Count the lines in the records below that contain the string "post". Give only that number.

(Records from a dataset)

□ □ □ □ □ □ □

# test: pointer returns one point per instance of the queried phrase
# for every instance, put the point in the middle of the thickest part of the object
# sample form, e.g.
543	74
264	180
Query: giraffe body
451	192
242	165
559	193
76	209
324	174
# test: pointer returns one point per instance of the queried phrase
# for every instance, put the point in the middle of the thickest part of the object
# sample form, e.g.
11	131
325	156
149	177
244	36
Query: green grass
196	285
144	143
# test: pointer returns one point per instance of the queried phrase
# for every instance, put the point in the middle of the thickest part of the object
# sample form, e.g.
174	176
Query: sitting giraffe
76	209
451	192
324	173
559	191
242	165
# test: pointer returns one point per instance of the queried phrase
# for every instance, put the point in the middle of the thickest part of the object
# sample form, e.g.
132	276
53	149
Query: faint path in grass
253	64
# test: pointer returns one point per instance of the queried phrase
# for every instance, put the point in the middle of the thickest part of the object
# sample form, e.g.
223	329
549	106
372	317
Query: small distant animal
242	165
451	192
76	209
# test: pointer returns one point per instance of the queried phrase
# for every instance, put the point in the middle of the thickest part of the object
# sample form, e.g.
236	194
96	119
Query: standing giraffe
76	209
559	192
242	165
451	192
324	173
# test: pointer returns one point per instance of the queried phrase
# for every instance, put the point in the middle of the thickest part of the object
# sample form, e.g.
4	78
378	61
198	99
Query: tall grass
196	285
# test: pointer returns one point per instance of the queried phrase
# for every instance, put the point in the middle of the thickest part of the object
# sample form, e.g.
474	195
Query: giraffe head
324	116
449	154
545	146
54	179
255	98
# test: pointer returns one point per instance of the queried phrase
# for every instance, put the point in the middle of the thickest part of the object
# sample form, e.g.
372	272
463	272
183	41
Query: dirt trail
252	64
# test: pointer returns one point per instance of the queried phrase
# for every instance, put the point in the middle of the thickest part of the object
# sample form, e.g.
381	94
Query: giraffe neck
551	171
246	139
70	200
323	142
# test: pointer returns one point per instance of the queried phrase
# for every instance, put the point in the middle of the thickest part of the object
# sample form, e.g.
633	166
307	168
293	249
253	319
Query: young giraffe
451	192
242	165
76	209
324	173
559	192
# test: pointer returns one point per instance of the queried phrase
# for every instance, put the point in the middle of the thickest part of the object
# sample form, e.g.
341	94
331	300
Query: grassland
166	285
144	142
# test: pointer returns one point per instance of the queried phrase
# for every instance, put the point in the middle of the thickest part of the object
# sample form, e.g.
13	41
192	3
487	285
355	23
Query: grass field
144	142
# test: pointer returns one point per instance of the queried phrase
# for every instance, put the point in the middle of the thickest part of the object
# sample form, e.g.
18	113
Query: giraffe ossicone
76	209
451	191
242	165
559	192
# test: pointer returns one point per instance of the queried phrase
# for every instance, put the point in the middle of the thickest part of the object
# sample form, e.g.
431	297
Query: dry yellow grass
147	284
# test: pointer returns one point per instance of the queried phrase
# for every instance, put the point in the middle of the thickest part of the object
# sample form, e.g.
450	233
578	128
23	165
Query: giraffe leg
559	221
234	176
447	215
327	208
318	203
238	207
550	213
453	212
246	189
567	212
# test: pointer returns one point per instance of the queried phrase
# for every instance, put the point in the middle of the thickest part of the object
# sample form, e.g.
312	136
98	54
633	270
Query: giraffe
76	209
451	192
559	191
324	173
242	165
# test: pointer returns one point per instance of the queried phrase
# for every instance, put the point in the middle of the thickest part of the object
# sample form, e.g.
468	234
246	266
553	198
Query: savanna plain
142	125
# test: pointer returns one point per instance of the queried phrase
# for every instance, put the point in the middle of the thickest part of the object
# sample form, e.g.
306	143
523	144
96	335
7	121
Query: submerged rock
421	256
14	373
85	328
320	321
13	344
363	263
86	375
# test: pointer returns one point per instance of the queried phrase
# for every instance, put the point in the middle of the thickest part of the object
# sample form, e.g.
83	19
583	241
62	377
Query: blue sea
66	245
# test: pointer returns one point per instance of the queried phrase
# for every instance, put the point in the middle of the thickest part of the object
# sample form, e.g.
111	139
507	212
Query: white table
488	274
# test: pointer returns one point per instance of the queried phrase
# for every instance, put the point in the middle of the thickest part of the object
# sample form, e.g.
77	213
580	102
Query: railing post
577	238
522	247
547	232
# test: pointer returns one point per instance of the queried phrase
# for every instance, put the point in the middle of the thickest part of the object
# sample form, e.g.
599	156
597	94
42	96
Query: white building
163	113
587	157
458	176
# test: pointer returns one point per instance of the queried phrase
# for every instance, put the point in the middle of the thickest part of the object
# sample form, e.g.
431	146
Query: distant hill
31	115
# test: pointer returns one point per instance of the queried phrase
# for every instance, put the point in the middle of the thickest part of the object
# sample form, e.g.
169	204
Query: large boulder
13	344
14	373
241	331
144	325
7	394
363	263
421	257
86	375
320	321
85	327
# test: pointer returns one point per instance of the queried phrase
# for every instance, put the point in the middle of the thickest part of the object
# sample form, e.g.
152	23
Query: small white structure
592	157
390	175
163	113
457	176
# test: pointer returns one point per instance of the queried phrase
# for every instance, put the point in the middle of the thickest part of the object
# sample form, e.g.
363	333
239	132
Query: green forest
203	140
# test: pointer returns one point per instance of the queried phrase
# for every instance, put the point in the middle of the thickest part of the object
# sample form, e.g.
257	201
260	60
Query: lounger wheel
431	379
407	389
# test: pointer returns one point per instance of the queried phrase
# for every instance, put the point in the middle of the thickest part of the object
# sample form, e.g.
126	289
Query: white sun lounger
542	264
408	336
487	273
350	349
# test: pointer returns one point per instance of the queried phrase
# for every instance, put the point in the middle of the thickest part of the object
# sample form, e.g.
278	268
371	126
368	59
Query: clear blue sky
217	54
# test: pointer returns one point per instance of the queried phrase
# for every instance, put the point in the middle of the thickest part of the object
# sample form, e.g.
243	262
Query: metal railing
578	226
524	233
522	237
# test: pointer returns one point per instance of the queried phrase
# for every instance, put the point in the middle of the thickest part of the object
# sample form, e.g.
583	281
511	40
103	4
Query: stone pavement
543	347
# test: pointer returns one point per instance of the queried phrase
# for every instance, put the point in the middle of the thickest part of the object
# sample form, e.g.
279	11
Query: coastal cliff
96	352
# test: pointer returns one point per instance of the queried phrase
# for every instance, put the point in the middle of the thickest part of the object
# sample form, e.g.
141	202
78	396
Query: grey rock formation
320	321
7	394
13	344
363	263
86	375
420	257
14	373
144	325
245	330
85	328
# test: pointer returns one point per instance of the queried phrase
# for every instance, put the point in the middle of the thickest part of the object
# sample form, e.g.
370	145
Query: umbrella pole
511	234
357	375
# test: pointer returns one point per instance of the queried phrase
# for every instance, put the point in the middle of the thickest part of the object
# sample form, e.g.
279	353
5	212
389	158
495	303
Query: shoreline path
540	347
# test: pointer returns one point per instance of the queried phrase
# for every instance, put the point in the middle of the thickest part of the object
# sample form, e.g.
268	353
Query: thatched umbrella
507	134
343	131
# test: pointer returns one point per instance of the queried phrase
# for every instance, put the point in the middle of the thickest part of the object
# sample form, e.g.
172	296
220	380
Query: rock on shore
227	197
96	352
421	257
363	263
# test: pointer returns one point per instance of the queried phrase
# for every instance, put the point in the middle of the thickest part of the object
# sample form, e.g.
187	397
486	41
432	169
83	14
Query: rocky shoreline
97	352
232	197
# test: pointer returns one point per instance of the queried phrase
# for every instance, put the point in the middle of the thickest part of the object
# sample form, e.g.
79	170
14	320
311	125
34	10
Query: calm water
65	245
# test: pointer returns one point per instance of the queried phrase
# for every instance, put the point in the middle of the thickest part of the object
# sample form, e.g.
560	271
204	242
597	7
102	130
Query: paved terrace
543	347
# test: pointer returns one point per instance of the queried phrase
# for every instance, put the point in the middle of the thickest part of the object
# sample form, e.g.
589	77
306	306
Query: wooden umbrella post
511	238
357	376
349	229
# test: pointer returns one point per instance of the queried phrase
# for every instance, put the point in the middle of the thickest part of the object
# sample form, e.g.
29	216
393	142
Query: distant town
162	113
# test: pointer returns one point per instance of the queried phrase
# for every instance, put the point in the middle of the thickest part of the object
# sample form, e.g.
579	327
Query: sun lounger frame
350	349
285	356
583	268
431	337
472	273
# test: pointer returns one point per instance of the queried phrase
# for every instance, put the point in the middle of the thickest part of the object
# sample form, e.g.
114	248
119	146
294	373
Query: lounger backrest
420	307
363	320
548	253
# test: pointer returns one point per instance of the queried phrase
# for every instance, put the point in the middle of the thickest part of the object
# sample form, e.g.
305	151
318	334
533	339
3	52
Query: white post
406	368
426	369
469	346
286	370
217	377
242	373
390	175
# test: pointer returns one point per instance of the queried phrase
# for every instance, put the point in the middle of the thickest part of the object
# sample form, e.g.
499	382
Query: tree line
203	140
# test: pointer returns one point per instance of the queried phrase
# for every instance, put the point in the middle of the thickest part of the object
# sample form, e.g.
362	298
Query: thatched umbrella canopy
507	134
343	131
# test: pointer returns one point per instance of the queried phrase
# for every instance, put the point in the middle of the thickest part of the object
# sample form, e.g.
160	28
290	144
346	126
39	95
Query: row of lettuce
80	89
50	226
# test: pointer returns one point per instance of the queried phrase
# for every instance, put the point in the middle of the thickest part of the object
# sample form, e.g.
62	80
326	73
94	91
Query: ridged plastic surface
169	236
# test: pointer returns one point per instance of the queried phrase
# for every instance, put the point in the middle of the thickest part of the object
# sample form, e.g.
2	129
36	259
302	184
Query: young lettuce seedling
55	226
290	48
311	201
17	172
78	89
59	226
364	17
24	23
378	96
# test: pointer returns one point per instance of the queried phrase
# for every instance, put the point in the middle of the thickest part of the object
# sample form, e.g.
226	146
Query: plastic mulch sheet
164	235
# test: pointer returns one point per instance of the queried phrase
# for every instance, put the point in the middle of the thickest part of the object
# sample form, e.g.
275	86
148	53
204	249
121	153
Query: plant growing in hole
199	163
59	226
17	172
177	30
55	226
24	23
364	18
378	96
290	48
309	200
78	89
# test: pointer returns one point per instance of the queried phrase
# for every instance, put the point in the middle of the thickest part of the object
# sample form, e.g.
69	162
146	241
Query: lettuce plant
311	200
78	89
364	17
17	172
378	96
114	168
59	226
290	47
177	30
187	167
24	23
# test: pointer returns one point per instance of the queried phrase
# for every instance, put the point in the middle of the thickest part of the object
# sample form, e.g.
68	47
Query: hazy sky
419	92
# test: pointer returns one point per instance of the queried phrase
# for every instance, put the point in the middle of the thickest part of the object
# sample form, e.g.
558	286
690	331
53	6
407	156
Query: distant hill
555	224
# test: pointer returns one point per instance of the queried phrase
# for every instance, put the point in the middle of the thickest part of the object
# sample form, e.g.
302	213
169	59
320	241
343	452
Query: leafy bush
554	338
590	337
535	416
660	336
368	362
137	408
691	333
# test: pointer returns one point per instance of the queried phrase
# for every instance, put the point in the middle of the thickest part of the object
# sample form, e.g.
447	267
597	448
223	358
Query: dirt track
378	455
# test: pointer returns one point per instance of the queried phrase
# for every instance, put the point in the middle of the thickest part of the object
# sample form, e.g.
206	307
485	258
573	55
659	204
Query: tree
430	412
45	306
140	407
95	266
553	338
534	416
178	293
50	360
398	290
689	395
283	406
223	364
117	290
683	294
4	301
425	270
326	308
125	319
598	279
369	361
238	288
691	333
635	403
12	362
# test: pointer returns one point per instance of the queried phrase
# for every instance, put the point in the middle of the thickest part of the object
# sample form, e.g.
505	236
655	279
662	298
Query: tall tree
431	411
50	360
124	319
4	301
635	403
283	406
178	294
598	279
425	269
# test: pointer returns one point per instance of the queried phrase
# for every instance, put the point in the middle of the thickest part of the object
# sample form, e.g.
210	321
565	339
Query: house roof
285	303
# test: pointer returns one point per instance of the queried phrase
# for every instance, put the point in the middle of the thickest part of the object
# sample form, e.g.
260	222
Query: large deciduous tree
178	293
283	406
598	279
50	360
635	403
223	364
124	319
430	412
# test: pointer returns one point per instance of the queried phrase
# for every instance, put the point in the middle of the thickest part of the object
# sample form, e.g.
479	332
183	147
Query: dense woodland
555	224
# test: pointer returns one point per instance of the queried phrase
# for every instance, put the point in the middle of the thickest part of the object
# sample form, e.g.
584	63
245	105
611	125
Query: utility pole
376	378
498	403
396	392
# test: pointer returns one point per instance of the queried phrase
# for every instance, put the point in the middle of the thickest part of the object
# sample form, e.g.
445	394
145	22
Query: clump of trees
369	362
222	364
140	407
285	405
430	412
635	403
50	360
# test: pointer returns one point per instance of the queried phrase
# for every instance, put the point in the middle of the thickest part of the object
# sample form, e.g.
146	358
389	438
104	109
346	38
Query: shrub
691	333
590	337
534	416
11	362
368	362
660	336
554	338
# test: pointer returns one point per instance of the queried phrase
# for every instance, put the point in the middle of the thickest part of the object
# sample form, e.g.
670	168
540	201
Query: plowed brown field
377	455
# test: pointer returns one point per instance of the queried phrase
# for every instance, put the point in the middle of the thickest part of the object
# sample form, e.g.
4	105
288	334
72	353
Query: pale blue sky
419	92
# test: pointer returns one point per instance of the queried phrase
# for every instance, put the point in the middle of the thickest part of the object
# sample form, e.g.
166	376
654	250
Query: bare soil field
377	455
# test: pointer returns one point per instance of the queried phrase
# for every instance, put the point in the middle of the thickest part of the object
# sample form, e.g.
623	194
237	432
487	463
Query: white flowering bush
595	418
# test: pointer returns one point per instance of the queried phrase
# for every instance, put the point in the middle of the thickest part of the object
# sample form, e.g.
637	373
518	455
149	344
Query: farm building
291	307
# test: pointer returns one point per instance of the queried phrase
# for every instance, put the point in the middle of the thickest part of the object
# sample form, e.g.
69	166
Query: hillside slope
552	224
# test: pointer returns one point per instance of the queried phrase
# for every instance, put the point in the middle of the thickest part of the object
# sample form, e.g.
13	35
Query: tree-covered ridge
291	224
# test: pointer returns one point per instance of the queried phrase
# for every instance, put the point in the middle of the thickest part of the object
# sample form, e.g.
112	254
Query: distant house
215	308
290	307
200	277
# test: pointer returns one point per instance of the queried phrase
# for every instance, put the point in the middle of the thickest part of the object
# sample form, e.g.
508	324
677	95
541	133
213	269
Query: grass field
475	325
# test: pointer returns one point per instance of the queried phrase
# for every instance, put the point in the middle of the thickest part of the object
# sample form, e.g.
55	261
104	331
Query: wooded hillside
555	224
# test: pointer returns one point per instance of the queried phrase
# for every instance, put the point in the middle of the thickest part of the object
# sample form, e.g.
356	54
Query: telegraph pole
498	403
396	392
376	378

□ □ □ □ □ □ □

§ **TASK RESPONSE**:
3